WHAT IS EXPECTED: Below are the records. Gather each line that holds "find".

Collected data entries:
= = =
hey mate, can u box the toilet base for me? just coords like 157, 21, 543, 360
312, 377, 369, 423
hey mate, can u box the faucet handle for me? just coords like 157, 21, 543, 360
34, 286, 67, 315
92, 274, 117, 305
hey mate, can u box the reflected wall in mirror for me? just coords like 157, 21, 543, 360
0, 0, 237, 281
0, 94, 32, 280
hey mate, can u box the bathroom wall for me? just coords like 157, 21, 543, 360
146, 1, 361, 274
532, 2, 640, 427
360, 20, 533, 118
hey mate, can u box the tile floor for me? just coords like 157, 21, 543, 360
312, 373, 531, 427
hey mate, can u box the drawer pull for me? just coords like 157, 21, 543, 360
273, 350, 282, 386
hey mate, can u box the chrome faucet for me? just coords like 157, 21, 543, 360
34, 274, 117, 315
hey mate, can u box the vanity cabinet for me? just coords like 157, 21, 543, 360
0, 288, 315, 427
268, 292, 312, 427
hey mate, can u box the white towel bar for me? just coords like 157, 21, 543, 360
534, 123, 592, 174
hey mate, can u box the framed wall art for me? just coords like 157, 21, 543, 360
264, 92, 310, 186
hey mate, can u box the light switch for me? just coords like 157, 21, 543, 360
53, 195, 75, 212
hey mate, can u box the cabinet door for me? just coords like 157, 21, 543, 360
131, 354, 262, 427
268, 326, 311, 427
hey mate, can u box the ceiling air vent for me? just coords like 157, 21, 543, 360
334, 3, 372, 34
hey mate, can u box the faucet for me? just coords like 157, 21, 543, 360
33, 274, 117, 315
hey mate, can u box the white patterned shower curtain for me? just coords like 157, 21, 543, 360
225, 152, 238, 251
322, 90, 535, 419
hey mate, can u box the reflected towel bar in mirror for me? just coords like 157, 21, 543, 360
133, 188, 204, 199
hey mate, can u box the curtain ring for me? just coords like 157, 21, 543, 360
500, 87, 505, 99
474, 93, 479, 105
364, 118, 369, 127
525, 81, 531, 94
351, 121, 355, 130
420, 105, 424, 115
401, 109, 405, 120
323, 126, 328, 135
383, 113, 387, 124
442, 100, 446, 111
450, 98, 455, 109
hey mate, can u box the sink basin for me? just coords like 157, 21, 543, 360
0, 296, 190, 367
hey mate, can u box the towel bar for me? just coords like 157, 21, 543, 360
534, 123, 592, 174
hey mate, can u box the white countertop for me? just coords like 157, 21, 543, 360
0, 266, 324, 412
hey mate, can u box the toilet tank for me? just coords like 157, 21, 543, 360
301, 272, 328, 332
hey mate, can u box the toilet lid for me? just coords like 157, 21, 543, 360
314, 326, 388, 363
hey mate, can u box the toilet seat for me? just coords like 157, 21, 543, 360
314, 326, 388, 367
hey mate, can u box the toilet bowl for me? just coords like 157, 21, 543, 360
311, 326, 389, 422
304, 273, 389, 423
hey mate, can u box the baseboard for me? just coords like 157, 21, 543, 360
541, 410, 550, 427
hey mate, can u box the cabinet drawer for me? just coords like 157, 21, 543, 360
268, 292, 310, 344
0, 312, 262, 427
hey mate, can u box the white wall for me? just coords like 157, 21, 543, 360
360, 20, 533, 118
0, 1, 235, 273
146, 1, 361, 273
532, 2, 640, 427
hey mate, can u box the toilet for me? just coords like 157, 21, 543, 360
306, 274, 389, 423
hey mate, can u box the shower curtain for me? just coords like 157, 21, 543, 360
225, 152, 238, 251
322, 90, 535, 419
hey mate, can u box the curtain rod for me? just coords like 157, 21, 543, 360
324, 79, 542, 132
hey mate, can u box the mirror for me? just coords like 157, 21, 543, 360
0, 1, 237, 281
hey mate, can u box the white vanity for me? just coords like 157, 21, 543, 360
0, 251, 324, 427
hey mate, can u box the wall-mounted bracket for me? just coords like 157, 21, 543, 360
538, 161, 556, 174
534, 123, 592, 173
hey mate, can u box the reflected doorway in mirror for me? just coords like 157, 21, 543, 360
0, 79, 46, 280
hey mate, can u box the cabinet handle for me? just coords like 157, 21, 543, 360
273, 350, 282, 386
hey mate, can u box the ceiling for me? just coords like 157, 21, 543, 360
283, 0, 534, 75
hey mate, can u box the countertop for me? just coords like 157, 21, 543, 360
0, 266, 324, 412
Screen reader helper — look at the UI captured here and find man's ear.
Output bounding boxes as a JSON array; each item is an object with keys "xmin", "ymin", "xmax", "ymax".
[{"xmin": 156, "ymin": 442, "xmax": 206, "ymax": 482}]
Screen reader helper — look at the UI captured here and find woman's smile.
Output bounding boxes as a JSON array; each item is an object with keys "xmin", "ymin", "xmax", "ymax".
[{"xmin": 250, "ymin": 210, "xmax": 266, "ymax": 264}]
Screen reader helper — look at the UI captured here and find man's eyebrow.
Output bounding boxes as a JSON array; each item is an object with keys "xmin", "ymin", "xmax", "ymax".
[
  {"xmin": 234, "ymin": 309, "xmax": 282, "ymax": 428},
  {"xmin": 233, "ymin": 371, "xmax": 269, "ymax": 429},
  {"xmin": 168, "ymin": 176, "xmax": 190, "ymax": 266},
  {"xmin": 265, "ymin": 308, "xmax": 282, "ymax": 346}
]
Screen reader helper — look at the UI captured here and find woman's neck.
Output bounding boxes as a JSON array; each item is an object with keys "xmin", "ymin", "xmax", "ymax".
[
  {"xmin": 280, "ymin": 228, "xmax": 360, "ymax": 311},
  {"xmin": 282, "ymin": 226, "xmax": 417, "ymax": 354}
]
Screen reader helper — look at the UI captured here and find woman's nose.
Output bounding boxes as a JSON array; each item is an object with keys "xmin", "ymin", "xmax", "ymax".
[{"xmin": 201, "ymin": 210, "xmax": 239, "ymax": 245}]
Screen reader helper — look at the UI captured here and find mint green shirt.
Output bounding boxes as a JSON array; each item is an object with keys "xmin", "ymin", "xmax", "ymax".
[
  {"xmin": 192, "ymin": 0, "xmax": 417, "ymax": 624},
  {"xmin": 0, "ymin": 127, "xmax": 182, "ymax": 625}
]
= = =
RESULT BELOW:
Screen reader helper — look at the UI captured here and find man's ear.
Screen reader helper — look at the UI captured here and find woman's smile.
Screen reader helper — look at the UI captured here and find man's eyebrow.
Screen reader helper — look at the UI captured here and find woman's neck.
Screen reader helper — look at the UI captured here and find woman's nose.
Screen reader helper — look at the UI captured here and find mint green shirt.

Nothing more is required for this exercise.